> **Work instructions**:
Show every line of the listing below that contains the word "windshield".

> **Records for processing**:
* * * * *
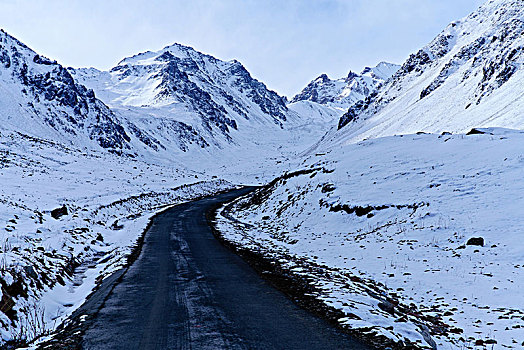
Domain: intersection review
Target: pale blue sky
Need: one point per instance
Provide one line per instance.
(284, 43)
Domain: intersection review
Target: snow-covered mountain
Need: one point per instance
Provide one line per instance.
(470, 75)
(180, 99)
(345, 92)
(40, 98)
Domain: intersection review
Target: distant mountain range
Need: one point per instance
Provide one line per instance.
(345, 92)
(469, 76)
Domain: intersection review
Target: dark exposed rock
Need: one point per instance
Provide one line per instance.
(59, 212)
(477, 241)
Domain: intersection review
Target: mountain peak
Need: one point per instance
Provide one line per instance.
(473, 65)
(344, 92)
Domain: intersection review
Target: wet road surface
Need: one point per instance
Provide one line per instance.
(187, 291)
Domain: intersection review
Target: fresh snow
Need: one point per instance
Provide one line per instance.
(343, 93)
(422, 197)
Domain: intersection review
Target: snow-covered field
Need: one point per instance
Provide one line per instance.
(48, 266)
(380, 230)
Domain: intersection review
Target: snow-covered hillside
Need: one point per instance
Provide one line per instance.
(382, 230)
(69, 217)
(469, 76)
(39, 97)
(178, 99)
(176, 124)
(345, 92)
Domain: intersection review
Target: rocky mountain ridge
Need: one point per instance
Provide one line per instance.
(344, 92)
(462, 79)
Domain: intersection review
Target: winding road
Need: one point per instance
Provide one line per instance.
(187, 291)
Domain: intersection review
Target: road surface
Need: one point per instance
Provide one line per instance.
(187, 291)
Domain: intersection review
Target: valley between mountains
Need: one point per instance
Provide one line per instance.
(391, 201)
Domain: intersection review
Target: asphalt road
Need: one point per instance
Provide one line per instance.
(187, 291)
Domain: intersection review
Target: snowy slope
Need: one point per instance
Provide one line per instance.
(39, 97)
(50, 264)
(180, 99)
(380, 230)
(469, 76)
(344, 92)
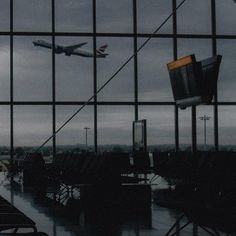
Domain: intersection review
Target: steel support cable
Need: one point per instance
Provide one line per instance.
(112, 77)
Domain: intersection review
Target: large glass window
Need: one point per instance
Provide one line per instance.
(227, 127)
(74, 133)
(4, 15)
(27, 71)
(32, 70)
(122, 86)
(74, 73)
(160, 127)
(115, 127)
(225, 17)
(153, 77)
(4, 68)
(114, 16)
(194, 17)
(205, 128)
(185, 129)
(32, 126)
(73, 16)
(5, 129)
(150, 15)
(227, 83)
(32, 15)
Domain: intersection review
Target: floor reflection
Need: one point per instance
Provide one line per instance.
(58, 221)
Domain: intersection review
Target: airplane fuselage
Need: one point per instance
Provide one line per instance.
(68, 51)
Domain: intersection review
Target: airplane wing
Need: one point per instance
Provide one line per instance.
(73, 47)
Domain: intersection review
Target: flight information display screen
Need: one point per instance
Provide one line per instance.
(139, 135)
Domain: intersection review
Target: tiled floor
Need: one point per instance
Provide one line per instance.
(56, 222)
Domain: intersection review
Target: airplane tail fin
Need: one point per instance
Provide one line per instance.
(101, 50)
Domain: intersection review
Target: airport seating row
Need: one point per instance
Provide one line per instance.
(198, 166)
(86, 168)
(12, 218)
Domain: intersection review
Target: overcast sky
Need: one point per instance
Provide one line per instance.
(74, 75)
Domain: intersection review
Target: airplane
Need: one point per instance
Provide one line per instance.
(73, 49)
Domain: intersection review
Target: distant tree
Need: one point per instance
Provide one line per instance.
(117, 149)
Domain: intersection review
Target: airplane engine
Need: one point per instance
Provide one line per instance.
(58, 50)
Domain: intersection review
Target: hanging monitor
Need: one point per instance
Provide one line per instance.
(193, 82)
(139, 136)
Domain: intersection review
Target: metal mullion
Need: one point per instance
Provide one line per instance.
(11, 87)
(53, 81)
(95, 74)
(135, 59)
(194, 129)
(175, 56)
(214, 52)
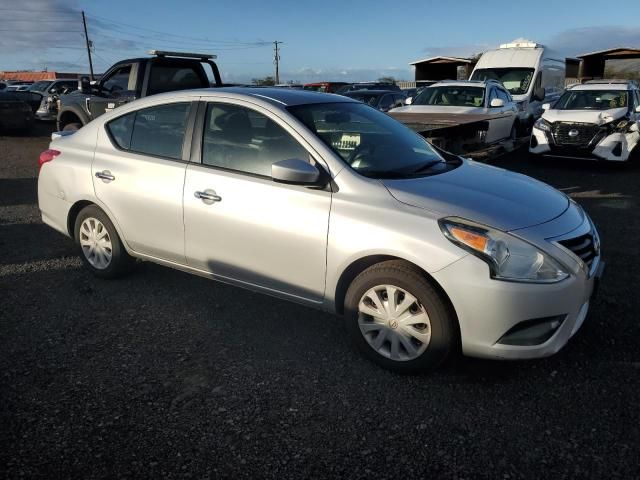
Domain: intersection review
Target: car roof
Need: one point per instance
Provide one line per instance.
(462, 83)
(604, 86)
(281, 97)
(370, 92)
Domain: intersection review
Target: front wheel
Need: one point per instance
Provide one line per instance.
(72, 127)
(100, 246)
(397, 319)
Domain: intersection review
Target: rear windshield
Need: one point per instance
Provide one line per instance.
(368, 98)
(592, 100)
(516, 80)
(451, 96)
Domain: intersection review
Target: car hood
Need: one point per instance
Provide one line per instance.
(436, 109)
(488, 195)
(598, 117)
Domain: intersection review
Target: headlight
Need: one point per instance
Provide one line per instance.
(542, 124)
(509, 258)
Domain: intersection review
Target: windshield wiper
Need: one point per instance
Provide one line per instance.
(426, 166)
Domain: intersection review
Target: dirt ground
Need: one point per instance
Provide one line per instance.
(163, 374)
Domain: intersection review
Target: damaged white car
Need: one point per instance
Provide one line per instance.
(599, 120)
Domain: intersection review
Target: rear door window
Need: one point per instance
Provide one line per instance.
(118, 80)
(158, 131)
(167, 78)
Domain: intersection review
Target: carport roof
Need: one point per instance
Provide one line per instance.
(613, 52)
(441, 59)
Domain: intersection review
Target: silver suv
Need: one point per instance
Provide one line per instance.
(325, 201)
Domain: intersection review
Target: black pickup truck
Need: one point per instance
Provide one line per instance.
(135, 78)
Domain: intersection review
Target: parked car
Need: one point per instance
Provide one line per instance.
(598, 120)
(16, 88)
(326, 87)
(327, 202)
(465, 98)
(15, 112)
(296, 86)
(383, 100)
(51, 91)
(367, 86)
(532, 73)
(135, 78)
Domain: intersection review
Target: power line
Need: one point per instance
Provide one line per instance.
(86, 37)
(276, 59)
(166, 34)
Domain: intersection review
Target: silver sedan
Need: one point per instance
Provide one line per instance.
(325, 201)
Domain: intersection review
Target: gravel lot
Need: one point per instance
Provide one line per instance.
(163, 374)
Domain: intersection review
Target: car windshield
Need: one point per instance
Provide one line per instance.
(516, 80)
(451, 96)
(368, 98)
(370, 142)
(592, 100)
(40, 86)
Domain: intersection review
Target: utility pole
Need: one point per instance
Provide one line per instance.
(276, 60)
(86, 37)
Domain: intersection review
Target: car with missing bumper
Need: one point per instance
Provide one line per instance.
(330, 203)
(598, 120)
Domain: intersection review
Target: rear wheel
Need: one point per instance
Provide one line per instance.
(398, 319)
(100, 246)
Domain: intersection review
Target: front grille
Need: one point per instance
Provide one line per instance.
(585, 133)
(583, 246)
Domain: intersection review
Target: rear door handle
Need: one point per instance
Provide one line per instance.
(105, 176)
(208, 196)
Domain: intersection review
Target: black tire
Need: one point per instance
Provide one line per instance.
(121, 262)
(72, 127)
(444, 329)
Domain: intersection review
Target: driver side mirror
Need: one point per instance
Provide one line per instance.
(295, 171)
(84, 85)
(539, 94)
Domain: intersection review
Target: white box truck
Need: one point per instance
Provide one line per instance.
(533, 74)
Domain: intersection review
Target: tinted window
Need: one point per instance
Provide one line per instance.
(165, 78)
(121, 129)
(160, 130)
(386, 101)
(119, 80)
(516, 80)
(592, 100)
(451, 96)
(236, 138)
(502, 95)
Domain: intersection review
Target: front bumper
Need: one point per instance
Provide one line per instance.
(489, 309)
(614, 147)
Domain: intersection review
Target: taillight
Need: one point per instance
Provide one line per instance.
(47, 156)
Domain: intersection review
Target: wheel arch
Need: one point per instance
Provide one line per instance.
(75, 210)
(360, 265)
(71, 115)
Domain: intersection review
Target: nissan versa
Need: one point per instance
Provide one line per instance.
(325, 201)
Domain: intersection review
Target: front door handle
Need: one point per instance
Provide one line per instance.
(208, 196)
(105, 176)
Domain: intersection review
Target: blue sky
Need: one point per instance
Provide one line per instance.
(333, 40)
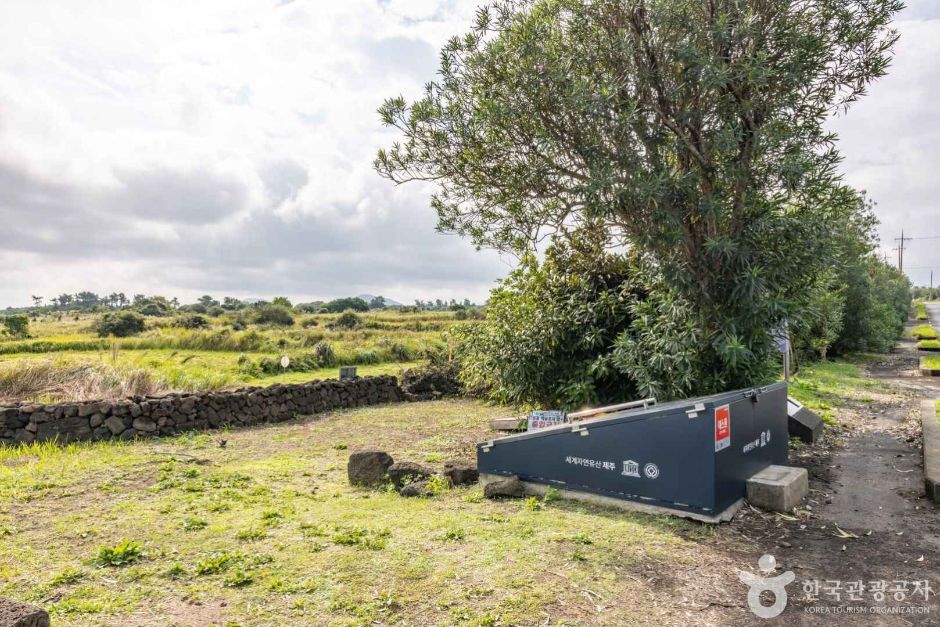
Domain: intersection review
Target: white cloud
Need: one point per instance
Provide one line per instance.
(226, 146)
(218, 146)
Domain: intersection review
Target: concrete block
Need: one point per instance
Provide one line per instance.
(803, 423)
(931, 431)
(778, 488)
(16, 614)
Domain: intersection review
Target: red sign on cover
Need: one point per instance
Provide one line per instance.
(722, 427)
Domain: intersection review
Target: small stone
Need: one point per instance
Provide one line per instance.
(16, 614)
(145, 425)
(418, 488)
(461, 473)
(368, 467)
(509, 488)
(403, 473)
(114, 424)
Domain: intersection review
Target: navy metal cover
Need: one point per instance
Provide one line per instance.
(664, 455)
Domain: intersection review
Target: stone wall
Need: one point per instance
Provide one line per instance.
(162, 415)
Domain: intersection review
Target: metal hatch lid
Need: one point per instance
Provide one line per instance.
(632, 415)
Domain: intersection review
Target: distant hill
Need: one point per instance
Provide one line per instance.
(388, 301)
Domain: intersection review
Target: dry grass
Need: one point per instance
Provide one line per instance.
(51, 381)
(268, 531)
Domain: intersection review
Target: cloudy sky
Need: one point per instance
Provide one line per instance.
(185, 147)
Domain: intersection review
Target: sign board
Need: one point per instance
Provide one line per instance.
(544, 419)
(722, 427)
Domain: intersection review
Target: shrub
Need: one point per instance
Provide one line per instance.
(192, 322)
(272, 314)
(342, 304)
(550, 328)
(324, 353)
(121, 555)
(346, 320)
(877, 304)
(16, 326)
(120, 324)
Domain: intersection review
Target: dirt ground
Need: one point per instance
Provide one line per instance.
(866, 518)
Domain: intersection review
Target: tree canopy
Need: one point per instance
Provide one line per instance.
(694, 130)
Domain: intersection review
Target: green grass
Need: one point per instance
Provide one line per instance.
(827, 386)
(268, 531)
(218, 357)
(932, 362)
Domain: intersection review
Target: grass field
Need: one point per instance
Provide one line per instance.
(172, 358)
(268, 531)
(932, 362)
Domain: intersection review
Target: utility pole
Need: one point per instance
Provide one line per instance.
(902, 239)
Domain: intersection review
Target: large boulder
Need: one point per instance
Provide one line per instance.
(404, 473)
(461, 473)
(509, 488)
(368, 468)
(16, 614)
(418, 488)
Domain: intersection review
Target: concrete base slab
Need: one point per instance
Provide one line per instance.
(778, 488)
(539, 489)
(931, 431)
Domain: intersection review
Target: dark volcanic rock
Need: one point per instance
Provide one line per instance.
(368, 467)
(404, 473)
(16, 614)
(461, 473)
(418, 488)
(509, 488)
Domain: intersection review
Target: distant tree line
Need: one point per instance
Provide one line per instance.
(86, 301)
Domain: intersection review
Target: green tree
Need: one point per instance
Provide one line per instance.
(342, 304)
(694, 130)
(16, 326)
(120, 324)
(551, 328)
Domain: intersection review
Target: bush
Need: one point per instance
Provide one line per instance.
(877, 305)
(347, 320)
(551, 328)
(192, 322)
(16, 326)
(342, 304)
(120, 324)
(272, 314)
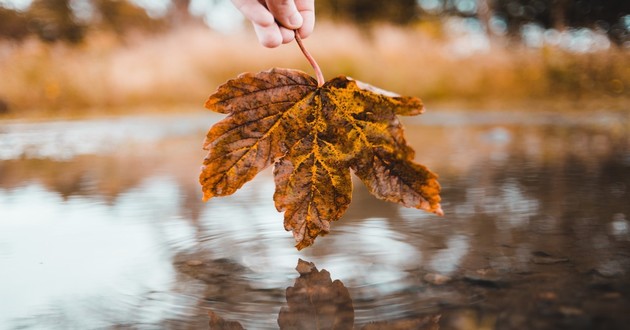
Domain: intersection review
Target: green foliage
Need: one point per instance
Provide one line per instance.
(53, 20)
(369, 11)
(13, 24)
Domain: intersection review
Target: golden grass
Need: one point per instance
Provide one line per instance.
(184, 66)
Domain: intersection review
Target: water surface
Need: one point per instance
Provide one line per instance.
(102, 226)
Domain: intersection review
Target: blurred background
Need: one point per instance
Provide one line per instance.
(527, 125)
(62, 57)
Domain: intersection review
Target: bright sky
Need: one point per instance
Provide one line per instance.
(219, 15)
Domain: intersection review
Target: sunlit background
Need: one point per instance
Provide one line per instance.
(527, 124)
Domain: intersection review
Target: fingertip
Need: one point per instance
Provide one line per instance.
(308, 26)
(269, 36)
(287, 35)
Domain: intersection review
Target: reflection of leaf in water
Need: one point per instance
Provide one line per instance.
(218, 323)
(430, 322)
(316, 302)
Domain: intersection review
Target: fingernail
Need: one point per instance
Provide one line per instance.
(296, 20)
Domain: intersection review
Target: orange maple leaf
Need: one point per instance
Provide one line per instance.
(314, 135)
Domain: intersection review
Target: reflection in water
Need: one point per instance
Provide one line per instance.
(104, 228)
(316, 302)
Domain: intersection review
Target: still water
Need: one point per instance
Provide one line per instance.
(102, 227)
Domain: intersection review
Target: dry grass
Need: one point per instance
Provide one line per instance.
(181, 68)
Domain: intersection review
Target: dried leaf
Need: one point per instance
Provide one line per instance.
(314, 136)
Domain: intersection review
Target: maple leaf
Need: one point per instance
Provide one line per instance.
(314, 135)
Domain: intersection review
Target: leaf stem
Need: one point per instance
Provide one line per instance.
(311, 60)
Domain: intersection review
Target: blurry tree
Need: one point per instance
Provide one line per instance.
(179, 12)
(13, 24)
(606, 15)
(54, 20)
(369, 11)
(121, 16)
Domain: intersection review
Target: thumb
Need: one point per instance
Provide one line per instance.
(286, 13)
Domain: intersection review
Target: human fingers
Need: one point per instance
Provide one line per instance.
(307, 10)
(286, 13)
(265, 26)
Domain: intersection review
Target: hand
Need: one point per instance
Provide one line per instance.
(275, 20)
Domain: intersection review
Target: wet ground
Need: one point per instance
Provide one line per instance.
(102, 226)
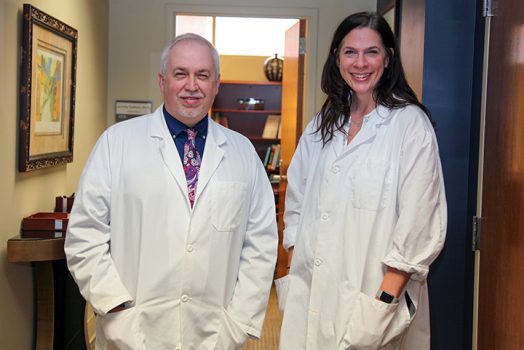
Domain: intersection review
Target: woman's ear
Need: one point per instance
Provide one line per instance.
(388, 57)
(337, 60)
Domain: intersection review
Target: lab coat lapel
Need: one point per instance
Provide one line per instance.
(213, 154)
(369, 131)
(168, 151)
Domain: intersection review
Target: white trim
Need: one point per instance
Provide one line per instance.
(309, 14)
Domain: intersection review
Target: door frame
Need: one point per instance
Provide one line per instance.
(308, 14)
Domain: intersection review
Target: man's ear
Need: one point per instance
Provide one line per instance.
(160, 78)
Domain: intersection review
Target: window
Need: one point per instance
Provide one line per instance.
(257, 37)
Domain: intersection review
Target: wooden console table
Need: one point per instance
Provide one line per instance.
(41, 253)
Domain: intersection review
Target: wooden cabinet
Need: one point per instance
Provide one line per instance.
(228, 111)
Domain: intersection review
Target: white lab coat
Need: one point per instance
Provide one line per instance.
(197, 279)
(352, 210)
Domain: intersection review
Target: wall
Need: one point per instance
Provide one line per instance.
(138, 31)
(26, 193)
(248, 68)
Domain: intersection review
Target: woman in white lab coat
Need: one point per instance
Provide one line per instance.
(365, 206)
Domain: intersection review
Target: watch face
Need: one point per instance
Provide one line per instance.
(386, 297)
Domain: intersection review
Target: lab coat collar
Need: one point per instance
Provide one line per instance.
(378, 117)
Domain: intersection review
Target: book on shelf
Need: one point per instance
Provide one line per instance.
(271, 126)
(41, 234)
(274, 158)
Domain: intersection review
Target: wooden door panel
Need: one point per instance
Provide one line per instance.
(501, 281)
(291, 122)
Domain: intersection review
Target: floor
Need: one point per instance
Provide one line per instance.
(271, 331)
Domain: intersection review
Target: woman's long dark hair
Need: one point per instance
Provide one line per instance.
(392, 90)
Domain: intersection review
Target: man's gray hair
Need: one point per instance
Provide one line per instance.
(193, 37)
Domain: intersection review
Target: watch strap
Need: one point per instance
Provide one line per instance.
(386, 297)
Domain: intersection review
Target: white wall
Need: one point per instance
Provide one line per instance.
(139, 29)
(25, 193)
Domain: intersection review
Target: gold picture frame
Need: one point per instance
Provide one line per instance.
(47, 92)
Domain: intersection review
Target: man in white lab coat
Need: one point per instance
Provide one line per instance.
(172, 238)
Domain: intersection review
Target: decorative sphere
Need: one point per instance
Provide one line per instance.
(273, 67)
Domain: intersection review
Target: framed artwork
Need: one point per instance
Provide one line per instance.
(130, 109)
(47, 92)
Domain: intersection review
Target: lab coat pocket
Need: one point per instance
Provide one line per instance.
(370, 183)
(228, 204)
(282, 288)
(231, 336)
(121, 330)
(374, 324)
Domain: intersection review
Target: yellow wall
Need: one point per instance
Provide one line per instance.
(249, 68)
(26, 193)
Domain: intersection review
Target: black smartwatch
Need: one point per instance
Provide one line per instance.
(386, 297)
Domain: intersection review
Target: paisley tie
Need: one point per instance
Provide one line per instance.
(191, 164)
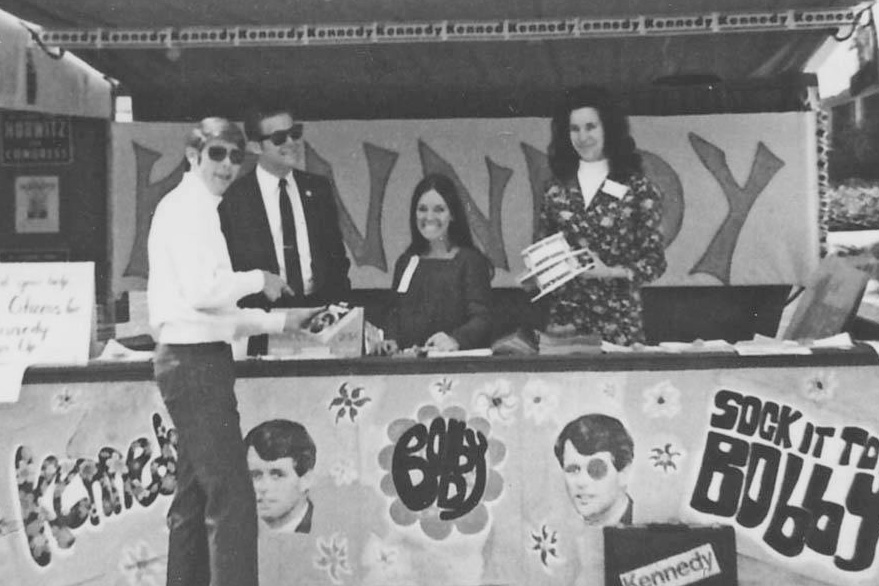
* * * * *
> **Exercise solution**:
Target: rear windshield
Target: windshield wiper
Target: car windshield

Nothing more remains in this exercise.